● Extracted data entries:
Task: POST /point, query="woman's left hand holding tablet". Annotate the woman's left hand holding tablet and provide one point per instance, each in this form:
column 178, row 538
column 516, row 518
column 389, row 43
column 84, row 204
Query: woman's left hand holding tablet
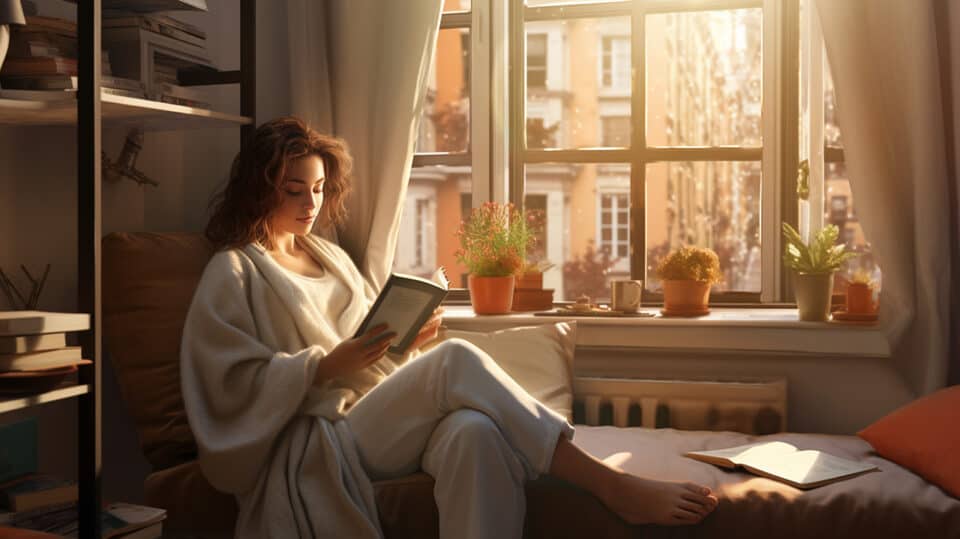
column 430, row 329
column 355, row 354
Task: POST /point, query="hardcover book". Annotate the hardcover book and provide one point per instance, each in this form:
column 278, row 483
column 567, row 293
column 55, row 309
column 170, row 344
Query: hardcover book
column 22, row 344
column 784, row 462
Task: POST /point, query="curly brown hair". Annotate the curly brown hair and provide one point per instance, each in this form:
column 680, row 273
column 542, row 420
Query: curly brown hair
column 241, row 211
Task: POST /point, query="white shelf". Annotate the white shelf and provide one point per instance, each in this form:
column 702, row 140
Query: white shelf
column 117, row 111
column 9, row 404
column 754, row 331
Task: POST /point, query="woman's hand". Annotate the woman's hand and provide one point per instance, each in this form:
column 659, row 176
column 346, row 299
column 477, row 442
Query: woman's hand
column 429, row 330
column 355, row 354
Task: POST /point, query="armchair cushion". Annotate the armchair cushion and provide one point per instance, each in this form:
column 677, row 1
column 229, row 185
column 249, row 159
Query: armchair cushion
column 148, row 283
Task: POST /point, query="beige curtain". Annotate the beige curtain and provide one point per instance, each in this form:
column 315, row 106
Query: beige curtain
column 359, row 71
column 886, row 67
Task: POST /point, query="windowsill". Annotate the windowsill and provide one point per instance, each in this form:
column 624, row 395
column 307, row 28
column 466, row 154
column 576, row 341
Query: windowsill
column 724, row 329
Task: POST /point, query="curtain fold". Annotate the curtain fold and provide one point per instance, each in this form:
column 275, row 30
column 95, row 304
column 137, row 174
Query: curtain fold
column 359, row 71
column 887, row 76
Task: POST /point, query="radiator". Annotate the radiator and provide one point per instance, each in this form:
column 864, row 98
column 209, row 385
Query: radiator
column 754, row 406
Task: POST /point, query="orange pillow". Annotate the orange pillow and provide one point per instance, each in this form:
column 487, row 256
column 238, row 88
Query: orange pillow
column 924, row 437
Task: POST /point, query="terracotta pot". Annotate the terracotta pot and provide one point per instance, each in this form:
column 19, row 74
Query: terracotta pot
column 686, row 297
column 533, row 279
column 532, row 299
column 491, row 295
column 860, row 298
column 813, row 292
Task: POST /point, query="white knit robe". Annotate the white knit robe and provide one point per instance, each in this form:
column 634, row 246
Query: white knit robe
column 265, row 434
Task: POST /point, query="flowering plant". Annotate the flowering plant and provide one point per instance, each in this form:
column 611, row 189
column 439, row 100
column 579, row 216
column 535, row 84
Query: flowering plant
column 690, row 264
column 821, row 255
column 494, row 240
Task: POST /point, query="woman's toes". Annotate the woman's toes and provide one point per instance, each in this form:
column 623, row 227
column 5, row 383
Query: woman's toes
column 694, row 507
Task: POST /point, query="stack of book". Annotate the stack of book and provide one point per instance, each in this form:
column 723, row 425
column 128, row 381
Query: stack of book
column 33, row 349
column 42, row 63
column 120, row 520
column 174, row 45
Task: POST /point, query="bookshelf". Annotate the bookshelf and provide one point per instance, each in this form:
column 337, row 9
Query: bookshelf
column 11, row 404
column 90, row 111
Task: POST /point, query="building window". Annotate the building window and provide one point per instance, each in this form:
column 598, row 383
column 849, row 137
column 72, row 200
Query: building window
column 699, row 164
column 421, row 232
column 615, row 131
column 615, row 225
column 537, row 60
column 444, row 154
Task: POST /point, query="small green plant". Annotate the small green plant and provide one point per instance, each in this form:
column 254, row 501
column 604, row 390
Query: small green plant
column 494, row 240
column 822, row 255
column 690, row 264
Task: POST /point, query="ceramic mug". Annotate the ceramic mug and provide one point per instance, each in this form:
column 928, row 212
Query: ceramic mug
column 625, row 295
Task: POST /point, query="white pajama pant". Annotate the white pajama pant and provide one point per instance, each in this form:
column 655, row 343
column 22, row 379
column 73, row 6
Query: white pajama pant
column 457, row 415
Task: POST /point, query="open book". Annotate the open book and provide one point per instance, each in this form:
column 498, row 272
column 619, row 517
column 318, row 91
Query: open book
column 784, row 462
column 405, row 304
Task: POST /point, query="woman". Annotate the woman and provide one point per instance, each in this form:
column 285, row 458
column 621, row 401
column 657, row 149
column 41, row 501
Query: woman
column 296, row 418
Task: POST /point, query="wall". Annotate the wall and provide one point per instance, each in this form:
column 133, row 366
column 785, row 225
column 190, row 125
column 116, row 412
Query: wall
column 38, row 214
column 37, row 225
column 835, row 395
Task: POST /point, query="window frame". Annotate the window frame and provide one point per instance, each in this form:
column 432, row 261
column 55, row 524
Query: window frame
column 497, row 117
column 778, row 154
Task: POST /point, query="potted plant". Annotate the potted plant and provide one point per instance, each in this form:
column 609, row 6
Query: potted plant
column 687, row 274
column 814, row 265
column 529, row 294
column 860, row 294
column 493, row 246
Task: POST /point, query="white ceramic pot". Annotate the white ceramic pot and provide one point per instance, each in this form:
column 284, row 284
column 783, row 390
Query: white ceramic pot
column 813, row 292
column 4, row 41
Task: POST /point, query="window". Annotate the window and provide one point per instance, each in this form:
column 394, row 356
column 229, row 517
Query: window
column 615, row 225
column 822, row 144
column 615, row 131
column 691, row 174
column 422, row 233
column 641, row 126
column 443, row 162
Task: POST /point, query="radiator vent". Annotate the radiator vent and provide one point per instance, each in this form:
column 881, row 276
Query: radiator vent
column 749, row 406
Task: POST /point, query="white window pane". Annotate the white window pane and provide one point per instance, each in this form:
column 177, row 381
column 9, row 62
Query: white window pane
column 715, row 205
column 574, row 194
column 445, row 119
column 840, row 209
column 831, row 129
column 585, row 79
column 431, row 214
column 704, row 78
column 534, row 3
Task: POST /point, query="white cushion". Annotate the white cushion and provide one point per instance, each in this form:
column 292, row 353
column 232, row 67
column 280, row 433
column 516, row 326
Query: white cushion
column 539, row 358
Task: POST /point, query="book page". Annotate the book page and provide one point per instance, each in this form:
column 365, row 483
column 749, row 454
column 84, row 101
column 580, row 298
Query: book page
column 753, row 453
column 808, row 467
column 400, row 310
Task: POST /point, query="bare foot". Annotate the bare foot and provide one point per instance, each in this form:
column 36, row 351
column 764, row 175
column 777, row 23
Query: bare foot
column 647, row 501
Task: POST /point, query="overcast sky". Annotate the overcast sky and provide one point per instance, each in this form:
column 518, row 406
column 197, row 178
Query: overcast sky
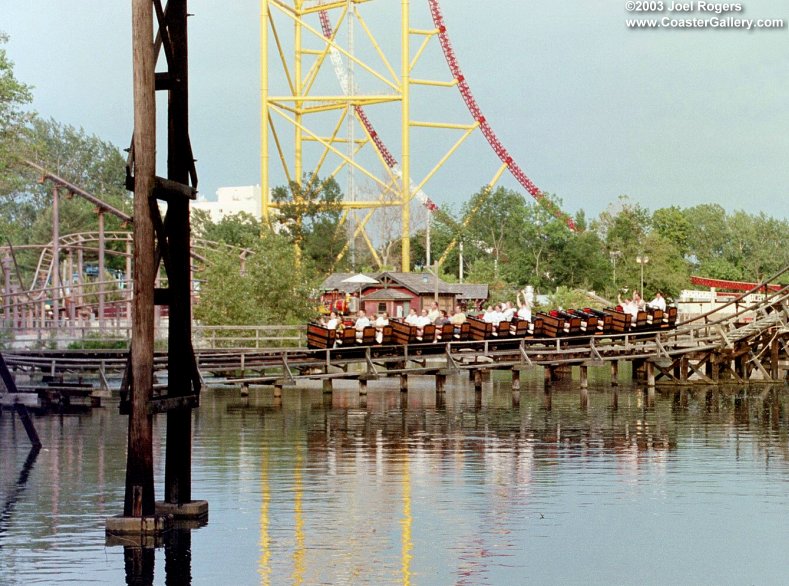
column 589, row 108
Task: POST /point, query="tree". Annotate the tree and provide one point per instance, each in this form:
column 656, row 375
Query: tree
column 310, row 214
column 673, row 225
column 14, row 95
column 241, row 229
column 272, row 289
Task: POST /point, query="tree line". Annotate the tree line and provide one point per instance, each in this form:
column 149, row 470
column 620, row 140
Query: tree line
column 508, row 240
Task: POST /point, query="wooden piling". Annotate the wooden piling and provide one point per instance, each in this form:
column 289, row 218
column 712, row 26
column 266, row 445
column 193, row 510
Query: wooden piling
column 477, row 380
column 650, row 397
column 650, row 374
column 516, row 379
column 139, row 499
column 182, row 381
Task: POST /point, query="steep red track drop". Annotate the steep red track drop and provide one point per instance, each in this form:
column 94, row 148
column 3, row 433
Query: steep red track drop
column 487, row 131
column 473, row 108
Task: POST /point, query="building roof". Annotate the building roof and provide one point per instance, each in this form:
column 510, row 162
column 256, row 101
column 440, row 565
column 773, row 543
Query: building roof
column 381, row 294
column 470, row 290
column 335, row 281
column 417, row 283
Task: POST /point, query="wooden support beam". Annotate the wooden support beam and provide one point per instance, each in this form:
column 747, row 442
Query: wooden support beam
column 516, row 379
column 139, row 499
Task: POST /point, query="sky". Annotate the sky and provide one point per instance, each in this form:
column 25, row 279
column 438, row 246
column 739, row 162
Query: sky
column 590, row 108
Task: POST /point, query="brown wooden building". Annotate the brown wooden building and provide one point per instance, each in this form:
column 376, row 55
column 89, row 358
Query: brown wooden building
column 397, row 293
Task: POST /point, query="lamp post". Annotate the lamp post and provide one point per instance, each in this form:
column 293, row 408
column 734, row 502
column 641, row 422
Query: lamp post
column 433, row 271
column 642, row 260
column 615, row 254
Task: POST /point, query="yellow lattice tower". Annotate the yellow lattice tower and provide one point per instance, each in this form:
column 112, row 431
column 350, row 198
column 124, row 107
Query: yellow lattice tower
column 302, row 53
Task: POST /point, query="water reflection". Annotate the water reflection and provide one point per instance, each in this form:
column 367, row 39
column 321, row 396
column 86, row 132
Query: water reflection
column 16, row 492
column 413, row 488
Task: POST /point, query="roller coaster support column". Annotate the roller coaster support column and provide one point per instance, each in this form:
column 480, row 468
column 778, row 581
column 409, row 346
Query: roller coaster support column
column 7, row 291
column 101, row 271
column 55, row 256
column 405, row 161
column 441, row 381
column 650, row 374
column 183, row 382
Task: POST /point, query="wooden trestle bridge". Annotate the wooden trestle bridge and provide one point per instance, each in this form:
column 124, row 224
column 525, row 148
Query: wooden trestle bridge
column 749, row 346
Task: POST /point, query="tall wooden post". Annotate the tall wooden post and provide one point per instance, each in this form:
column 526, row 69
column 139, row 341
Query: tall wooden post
column 55, row 256
column 101, row 266
column 139, row 500
column 7, row 291
column 182, row 383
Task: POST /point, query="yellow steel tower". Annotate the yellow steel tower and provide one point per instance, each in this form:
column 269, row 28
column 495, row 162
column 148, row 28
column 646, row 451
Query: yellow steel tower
column 312, row 85
column 310, row 30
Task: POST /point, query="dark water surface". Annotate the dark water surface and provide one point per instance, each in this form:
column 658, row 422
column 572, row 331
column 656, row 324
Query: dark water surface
column 690, row 487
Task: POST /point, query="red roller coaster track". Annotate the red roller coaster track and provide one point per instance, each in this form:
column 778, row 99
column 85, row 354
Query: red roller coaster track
column 473, row 107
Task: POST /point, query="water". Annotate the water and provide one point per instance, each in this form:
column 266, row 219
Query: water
column 688, row 488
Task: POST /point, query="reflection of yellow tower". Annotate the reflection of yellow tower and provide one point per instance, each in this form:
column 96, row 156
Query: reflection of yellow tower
column 301, row 127
column 316, row 120
column 264, row 565
column 407, row 521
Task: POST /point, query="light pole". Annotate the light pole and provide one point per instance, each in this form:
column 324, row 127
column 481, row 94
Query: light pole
column 615, row 254
column 642, row 260
column 433, row 271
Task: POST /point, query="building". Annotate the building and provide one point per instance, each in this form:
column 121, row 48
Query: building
column 398, row 293
column 232, row 200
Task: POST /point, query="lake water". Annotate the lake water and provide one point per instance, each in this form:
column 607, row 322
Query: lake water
column 689, row 487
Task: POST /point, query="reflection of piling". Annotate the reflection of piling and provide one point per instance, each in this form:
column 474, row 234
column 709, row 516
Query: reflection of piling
column 441, row 381
column 27, row 422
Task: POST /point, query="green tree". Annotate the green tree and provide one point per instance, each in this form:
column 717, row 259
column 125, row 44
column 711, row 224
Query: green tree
column 672, row 224
column 272, row 289
column 88, row 162
column 14, row 96
column 310, row 214
column 241, row 229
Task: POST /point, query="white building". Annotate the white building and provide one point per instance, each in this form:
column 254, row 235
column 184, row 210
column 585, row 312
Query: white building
column 232, row 200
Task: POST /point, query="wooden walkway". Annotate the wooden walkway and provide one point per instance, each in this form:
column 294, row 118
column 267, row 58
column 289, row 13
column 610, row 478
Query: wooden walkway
column 750, row 346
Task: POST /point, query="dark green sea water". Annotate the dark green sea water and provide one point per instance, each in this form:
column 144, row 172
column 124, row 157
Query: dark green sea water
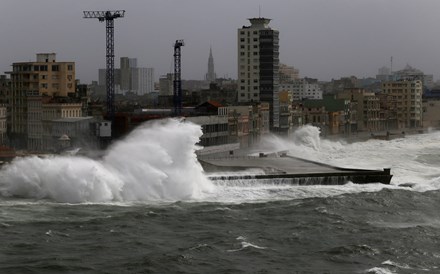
column 389, row 231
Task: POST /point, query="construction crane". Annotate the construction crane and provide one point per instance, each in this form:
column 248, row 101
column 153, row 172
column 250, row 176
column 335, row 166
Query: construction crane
column 108, row 17
column 177, row 84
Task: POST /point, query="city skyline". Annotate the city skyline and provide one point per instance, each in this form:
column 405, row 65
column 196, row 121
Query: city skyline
column 323, row 39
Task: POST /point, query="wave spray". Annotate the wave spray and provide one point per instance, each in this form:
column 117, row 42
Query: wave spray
column 156, row 162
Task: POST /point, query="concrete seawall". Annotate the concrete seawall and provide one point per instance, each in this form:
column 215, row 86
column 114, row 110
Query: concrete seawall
column 287, row 169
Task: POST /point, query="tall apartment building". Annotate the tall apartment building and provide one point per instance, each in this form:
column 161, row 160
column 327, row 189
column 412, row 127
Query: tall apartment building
column 44, row 77
column 210, row 75
column 258, row 66
column 3, row 128
column 407, row 100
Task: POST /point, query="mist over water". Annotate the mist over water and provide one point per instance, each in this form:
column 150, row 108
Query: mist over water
column 156, row 162
column 414, row 159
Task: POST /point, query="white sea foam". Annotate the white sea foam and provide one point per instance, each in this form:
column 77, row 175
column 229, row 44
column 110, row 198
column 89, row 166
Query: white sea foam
column 155, row 162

● Task item: All that is wanted is an exact copy of the lines above from the one with "column 542, row 420" through the one with "column 576, row 341", with both ends included.

● Result of the exercise:
column 542, row 420
Query: curly brown hair
column 241, row 211
Task: POST /point, query="white shelf". Annotate the white shelf and provide one point per instance, each in this form:
column 702, row 140
Query: white shelf
column 117, row 111
column 9, row 404
column 754, row 331
Task: POST /point, query="woman's hand". Annotate the woman's hand and provide one point per instance, each in this form:
column 659, row 176
column 346, row 299
column 477, row 442
Query: woman's hand
column 429, row 330
column 355, row 354
Task: POST /point, query="armchair cushion". Annotate the armchair cushion and provide one point per instance, each in this form:
column 677, row 1
column 229, row 185
column 249, row 159
Query: armchair cushion
column 148, row 283
Task: POST /point, query="beige curtain". Annotate the beige curtain and provide one point per instance, each in this form:
column 315, row 106
Query: beige curtain
column 359, row 71
column 886, row 67
Task: POST /point, query="windowsill". Annotate the windowsill and provide one point per instance, each in this form:
column 624, row 395
column 307, row 28
column 466, row 154
column 576, row 341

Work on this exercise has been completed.